### BRIEF A
Extract every line of the rows that contains the string "field". Case counts.

AP MACRO ECONOMICS 2008-2009 Syllabus Mr. Paul

What is Economics? Economics has sometimes been called the dismal science because of its complex theories and heavy reliance on graphical analysis. Economics is often intimidating to new-comers, both because it describes the world using words and phrases outside the realm of casual conversation, and because it often attempts to capture the essence of an immensely complex idea in a single chart or graph. Do not be afraid. At its core, Economics is the study of a fundamentally simple dilemma: humans want more than they can obtain, and have to make choices regarding how to best utilize their limited resources to fulfill their virtually unlimited desires. Learning Economics is therefore simply an exercise in understanding human behavior. The complexity lies only in the details.

AP Macroeconomics Economics is divided into two primary disciplines: Microeconomics, which studies the behavior of individuals, and Macroeconomics, which examines the actions of large groups of people. While this course will examine the concepts fundamental to both Micro and Macroeconomics, our primary focus will be on understanding how our society as a whole makes the most effective use of its resources. The AP Macro course is designed to replicate a one-semester college course. As such, the course requires far more effort and commitment than the typical high school course. The material will often be conceptually challenging, the workload will be heavy, and the pace will be brisk. Be honest with yourself—if you are not prepared for this type of course report to guidance immediately. The instructor’s feelings will not be hurt.

### DATASET CONTENT
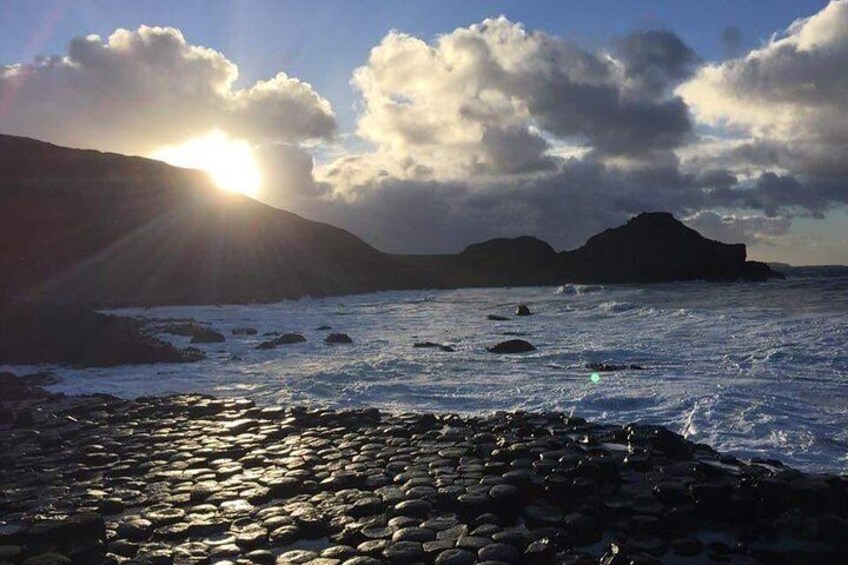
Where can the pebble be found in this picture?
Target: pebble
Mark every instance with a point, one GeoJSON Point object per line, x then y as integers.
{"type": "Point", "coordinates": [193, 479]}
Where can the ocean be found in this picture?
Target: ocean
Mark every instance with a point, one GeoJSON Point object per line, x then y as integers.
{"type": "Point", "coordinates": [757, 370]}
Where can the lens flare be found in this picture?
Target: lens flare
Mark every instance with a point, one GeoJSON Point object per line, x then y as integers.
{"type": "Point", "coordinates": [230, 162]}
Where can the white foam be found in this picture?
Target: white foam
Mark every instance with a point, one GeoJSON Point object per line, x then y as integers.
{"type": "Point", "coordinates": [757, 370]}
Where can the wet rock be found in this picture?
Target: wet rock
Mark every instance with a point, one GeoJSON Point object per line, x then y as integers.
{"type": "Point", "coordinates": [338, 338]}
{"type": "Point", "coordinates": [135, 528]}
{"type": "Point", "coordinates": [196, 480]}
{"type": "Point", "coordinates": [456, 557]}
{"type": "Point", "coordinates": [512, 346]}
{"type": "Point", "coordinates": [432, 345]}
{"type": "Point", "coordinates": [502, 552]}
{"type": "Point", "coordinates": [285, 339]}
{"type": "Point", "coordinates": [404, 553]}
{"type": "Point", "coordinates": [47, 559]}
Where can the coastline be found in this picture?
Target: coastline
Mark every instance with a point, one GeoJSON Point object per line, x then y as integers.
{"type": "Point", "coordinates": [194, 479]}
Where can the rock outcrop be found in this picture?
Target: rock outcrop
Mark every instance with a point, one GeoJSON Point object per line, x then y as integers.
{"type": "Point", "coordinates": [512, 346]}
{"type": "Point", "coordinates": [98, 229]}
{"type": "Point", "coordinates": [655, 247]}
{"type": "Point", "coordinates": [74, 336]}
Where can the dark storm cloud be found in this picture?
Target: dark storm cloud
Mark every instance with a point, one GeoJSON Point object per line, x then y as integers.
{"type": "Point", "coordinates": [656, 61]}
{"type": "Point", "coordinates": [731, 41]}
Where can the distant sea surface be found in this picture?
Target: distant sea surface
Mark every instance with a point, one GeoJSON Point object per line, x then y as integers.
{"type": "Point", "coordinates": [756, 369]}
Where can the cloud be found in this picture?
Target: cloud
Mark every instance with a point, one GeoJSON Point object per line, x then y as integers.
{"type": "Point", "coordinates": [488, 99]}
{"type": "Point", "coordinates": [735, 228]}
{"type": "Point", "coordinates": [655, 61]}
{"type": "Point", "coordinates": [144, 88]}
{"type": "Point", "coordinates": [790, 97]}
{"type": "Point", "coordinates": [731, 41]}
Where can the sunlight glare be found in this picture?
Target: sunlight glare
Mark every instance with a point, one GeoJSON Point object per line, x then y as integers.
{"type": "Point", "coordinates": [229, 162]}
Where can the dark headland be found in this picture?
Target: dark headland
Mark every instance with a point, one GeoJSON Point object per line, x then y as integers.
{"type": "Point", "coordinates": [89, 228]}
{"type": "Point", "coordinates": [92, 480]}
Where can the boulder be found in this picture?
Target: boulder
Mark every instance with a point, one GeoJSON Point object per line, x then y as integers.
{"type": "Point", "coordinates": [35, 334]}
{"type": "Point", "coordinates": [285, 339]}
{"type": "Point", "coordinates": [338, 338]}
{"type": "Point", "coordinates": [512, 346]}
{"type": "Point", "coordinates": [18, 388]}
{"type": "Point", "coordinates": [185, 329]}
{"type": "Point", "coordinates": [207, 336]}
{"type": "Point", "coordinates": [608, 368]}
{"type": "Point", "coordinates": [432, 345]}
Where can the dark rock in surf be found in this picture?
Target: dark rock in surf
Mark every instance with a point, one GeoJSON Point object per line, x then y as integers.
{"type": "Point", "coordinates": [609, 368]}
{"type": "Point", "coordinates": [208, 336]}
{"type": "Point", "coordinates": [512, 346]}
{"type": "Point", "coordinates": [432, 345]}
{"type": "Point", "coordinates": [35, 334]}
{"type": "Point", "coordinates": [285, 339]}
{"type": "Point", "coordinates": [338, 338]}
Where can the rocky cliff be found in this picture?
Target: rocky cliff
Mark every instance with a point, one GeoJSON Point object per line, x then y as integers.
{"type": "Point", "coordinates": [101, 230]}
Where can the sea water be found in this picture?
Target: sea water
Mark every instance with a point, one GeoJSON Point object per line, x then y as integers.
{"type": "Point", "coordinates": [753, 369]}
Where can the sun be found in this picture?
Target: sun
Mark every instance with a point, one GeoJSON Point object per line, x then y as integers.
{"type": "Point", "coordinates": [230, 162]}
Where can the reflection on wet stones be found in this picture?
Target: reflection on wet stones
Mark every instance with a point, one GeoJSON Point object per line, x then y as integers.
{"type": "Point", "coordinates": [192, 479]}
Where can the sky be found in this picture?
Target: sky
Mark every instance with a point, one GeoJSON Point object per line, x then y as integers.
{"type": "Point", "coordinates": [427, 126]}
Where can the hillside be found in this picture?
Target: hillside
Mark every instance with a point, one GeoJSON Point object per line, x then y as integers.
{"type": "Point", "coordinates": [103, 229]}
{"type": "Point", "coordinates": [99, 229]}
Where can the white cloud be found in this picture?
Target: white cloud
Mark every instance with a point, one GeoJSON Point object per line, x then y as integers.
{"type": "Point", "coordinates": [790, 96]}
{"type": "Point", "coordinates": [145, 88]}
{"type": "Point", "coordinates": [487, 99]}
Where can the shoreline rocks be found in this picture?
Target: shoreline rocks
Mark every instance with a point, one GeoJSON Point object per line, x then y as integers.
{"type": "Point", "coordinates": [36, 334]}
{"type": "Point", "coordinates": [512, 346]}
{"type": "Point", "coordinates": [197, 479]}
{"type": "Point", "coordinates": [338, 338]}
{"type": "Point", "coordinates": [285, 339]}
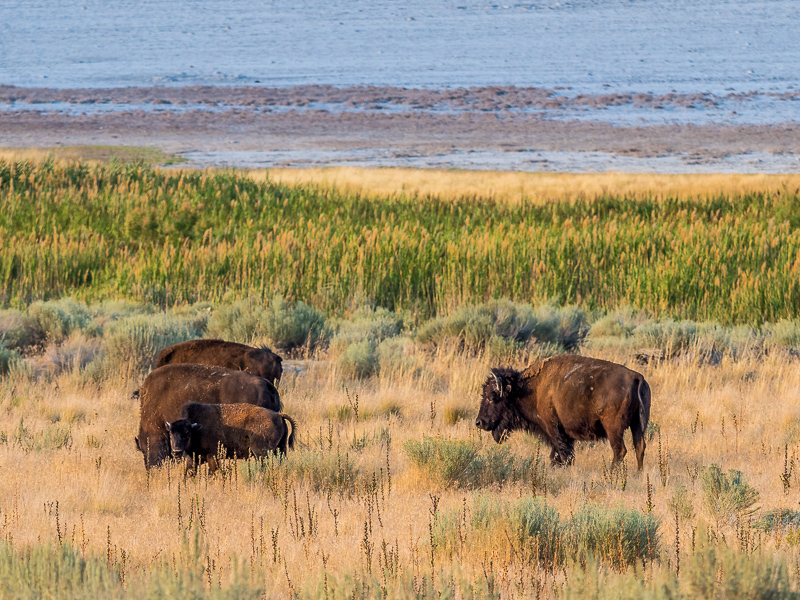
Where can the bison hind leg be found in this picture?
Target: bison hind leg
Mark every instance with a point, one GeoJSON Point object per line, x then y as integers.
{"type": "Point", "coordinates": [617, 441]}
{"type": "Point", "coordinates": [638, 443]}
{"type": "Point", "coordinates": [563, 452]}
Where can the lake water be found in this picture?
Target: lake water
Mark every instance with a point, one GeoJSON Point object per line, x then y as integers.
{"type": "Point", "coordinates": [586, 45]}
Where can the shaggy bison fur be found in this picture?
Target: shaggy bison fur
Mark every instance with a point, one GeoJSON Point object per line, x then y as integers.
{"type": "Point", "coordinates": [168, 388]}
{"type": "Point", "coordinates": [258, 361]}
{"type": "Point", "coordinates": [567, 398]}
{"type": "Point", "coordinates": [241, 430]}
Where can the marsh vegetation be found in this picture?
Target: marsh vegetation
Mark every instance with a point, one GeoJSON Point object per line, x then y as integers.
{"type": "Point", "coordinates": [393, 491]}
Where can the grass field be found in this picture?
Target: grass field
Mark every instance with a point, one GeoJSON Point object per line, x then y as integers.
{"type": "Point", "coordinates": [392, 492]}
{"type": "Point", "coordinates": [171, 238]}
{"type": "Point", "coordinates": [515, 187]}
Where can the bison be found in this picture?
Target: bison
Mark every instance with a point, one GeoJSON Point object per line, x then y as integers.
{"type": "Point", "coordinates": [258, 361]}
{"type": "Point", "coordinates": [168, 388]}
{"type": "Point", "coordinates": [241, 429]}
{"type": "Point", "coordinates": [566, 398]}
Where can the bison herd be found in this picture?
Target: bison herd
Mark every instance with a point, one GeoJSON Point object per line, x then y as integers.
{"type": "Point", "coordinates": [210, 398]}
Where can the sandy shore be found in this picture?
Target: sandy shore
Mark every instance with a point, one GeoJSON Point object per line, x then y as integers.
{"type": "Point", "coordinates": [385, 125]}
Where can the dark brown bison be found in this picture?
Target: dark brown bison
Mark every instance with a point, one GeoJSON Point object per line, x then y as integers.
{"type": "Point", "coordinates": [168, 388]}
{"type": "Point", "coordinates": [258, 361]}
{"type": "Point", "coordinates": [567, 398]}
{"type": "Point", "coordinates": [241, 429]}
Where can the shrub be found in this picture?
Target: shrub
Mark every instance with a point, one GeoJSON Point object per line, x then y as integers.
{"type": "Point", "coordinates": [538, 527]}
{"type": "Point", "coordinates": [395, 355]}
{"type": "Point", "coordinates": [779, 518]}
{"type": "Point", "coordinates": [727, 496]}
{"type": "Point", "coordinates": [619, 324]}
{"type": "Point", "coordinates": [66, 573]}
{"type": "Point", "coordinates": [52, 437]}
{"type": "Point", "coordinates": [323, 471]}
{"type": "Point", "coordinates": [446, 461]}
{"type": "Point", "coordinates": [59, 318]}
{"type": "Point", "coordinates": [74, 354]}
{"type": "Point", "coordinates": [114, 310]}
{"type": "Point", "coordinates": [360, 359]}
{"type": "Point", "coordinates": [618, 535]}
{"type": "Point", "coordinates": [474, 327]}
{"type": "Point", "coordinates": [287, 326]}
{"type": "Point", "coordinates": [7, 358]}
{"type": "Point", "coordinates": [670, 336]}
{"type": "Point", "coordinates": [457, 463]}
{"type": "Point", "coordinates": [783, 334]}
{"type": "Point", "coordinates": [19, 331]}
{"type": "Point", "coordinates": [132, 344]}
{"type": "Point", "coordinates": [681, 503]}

### BRIEF B
For each statement below, say yes or no to whether it agrees with the syllabus, and quote the words of the syllabus that decide it. (i) The AP Macro course is meant to replicate a one-semester college course. (ii) Microeconomics examines the actions of large groups of people. (iii) The course's workload will be light.

### FULL SOLUTION A
Where can the grass field be found in this picture?
Target: grass field

### FULL SOLUTION B
(i) Yes: "The AP Macro course is designed to replicate a one-semester college course."
(ii) No: "Microeconomics, which studies the behavior of individuals"
(iii) No: "the workload will be heavy"